Excerpted passage ->

= 2013 CAF Confederation Cup knockout stage =

The knock-out stage of the 2013 CAF Confederation Cup was played from 6 October to 30 November 2013. A total of four teams competed in the knock-out stage.

==Qualified teams==
The winners and runners-up of each of the two groups in the group stage qualified for the knock-out stage.

| Group | Winners | Runners-up |
|---|---|---|
| A | TUN CS Sfaxien | MLI Stade Malien |
| B | COD TP Mazembe | TUN CA Bizertin |

==Format==
Knock-out ties were played on a home-and-away two-legged basis. If the sides were level on aggregate after the second leg, the away goals rule was applied, and if still level, the tie proceeded directly to a penalty shoot-out (no extra time was played).

==Schedule==
The schedule of each round was as follows.

| Round | First leg | Second leg |
|---|---|---|
| Semi-finals | 4–6 October 2013 | 18–20 October 2013 |
| Final | 22–24 November 2013 | 29 November–1 December 2013 |

==Semi-finals==
In the semi-finals, the group A winners played the group B runners-up, and the group B winners played the group A runners-up, with the group winners hosting the second leg.

Data to process ->
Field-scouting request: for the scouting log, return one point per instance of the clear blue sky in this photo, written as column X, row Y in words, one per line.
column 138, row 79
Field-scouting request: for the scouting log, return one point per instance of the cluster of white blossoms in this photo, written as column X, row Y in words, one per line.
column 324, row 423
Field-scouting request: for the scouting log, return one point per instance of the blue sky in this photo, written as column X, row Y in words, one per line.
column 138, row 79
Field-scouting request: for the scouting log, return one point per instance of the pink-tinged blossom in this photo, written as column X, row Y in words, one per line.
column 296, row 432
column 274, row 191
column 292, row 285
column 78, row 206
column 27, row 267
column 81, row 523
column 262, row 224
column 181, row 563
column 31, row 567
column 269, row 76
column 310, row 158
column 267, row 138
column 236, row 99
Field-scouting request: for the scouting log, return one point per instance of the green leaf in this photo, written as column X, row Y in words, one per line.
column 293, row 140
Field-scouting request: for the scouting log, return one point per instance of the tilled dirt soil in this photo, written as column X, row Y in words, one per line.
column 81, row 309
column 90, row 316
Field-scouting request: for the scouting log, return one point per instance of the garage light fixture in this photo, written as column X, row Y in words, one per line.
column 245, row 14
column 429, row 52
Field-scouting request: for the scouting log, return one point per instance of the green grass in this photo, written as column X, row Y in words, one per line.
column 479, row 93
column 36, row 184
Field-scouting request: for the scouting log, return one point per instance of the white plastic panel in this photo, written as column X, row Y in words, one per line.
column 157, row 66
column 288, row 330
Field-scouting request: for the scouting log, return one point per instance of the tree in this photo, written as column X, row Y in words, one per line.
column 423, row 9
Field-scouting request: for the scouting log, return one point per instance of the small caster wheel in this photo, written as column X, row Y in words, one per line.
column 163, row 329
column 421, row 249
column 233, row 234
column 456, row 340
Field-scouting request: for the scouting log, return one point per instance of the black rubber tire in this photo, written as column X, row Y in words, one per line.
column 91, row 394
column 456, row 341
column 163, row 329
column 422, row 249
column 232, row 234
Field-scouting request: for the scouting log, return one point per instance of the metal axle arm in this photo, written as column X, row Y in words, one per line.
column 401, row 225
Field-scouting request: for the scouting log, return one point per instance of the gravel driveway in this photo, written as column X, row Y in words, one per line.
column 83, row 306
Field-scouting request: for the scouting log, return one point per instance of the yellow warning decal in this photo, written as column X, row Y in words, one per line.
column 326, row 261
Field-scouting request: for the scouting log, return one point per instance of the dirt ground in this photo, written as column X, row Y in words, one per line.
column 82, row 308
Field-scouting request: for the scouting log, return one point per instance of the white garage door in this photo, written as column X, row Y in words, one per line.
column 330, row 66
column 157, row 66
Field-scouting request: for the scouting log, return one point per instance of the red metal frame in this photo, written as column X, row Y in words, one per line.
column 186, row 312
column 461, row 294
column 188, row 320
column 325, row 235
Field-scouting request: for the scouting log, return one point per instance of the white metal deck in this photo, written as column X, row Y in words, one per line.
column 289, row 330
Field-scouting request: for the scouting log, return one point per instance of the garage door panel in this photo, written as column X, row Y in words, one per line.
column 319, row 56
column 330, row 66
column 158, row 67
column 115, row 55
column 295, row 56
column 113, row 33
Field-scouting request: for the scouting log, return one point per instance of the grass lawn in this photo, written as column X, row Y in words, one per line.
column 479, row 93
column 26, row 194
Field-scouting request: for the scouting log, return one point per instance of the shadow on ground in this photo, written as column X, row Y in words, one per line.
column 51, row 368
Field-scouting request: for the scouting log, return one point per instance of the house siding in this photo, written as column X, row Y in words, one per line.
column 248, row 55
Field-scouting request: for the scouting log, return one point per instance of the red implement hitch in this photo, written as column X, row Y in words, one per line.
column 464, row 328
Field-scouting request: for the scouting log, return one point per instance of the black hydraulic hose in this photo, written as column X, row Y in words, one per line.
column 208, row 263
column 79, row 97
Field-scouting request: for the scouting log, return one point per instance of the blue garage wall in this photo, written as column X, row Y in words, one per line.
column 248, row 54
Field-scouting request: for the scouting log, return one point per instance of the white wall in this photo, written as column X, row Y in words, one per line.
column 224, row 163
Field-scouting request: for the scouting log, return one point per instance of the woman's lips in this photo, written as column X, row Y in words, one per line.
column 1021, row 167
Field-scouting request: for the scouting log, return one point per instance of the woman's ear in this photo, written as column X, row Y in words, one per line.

Tasks and exercises ->
[1] From the listing, give the lines running from the line with "the red implement" to the line with "column 248, row 54" as a JSON list of strings, one string per line, leaving out blank lines.
[2] Take the article on the 2013 CAF Confederation Cup knockout stage further, starting right after its last sentence.

Answers provided ->
[1]
[
  "Field-scouting request: for the scouting log, return one point per instance of the red implement hitch in this photo, written as column X, row Y in words, one per line.",
  "column 464, row 328",
  "Field-scouting request: for the scouting log, return one point per instance of the black hydraulic hose in this photo, written as column X, row Y in words, one per line.",
  "column 208, row 263",
  "column 79, row 97",
  "Field-scouting request: for the scouting log, return one point per instance of the blue garage wall in this photo, written as column X, row Y in words, one per line.",
  "column 248, row 54"
]

[2]
6 October 2013
CA Bizertin TUN 0-0 TUN CS Sfaxien
20 October 2013
CS Sfaxien TUN 1-0 TUN CA Bizertin
  CS Sfaxien TUN: Kouyaté 44'
CS Sfaxien won 1–0 on aggregate and advanced to the final.
----
6 October 2013
Stade Malien MLI 1-2 COD TP Mazembe
  Stade Malien MLI: Koïta 27'
  COD TP Mazembe: Kalaba 14', Mputu 23'
19 October 2013
TP Mazembe COD 1-0 MLI Stade Malien
  TP Mazembe COD: Mputu 7' (pen.)
TP Mazembe won 3–1 on aggregate and advanced to the final.

| Team 1 | Agg.Tooltip Aggregate score | Team 2 | 1st leg | 2nd leg |
|---|---|---|---|---|
| CA Bizertin | 0–1 | CS Sfaxien | 0–0 | 0–1 |
| Stade Malien | 1–3 | TP Mazembe | 1–2 | 0–1 |

==Final==

In the final, the order of legs was decided by a draw. The draw was held on 14 May 2013, 14:00 UTC+2, at the CAF Headquarters in Cairo, Egypt.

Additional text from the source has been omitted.